* **Supplied data**
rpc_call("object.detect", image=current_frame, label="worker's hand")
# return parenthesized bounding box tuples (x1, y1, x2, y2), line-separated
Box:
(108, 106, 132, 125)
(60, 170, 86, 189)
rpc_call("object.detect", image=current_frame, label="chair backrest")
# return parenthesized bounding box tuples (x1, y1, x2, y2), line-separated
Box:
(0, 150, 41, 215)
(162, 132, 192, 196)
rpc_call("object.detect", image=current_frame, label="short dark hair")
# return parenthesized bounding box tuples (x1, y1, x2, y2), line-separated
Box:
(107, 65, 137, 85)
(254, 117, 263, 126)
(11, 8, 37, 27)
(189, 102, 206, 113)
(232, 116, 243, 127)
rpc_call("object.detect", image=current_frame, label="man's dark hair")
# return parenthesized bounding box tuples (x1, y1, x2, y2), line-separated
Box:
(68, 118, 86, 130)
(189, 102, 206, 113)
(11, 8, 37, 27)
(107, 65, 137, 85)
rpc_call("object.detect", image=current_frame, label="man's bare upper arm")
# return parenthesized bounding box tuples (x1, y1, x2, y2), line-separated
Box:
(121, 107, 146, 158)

* **Problem description**
This exercise requires an exact copy of all the records.

* **Output below**
rpc_call("object.detect", image=current_frame, label="worker's hand")
# return parenthesized bounding box tuples (x1, y1, x2, y2), line-separated
Box:
(108, 106, 132, 125)
(60, 170, 86, 189)
rpc_call("object.detect", image=current_frame, label="chair backrest")
# return parenthesized bounding box tuples (x1, y1, x2, y2), line-separated
Box:
(0, 150, 41, 215)
(162, 132, 192, 196)
rpc_call("object.detect", image=current_frame, label="short dark hair")
# return parenthesized bounding box tuples (x1, y1, x2, y2), line-separated
Box:
(107, 65, 137, 85)
(254, 117, 263, 126)
(11, 8, 37, 27)
(189, 102, 206, 113)
(232, 116, 243, 127)
rpc_call("object.detect", image=current_frame, label="man's dark hair")
# return parenthesized bounding box tuples (x1, y1, x2, y2), line-separated
Box:
(68, 118, 86, 130)
(189, 102, 206, 113)
(11, 8, 37, 27)
(107, 65, 137, 85)
rpc_call("object.detect", image=current_frame, label="man's bare upper arm")
# return parenthesized bounding box tuples (x1, y1, x2, y2), line-separated
Box:
(121, 107, 146, 158)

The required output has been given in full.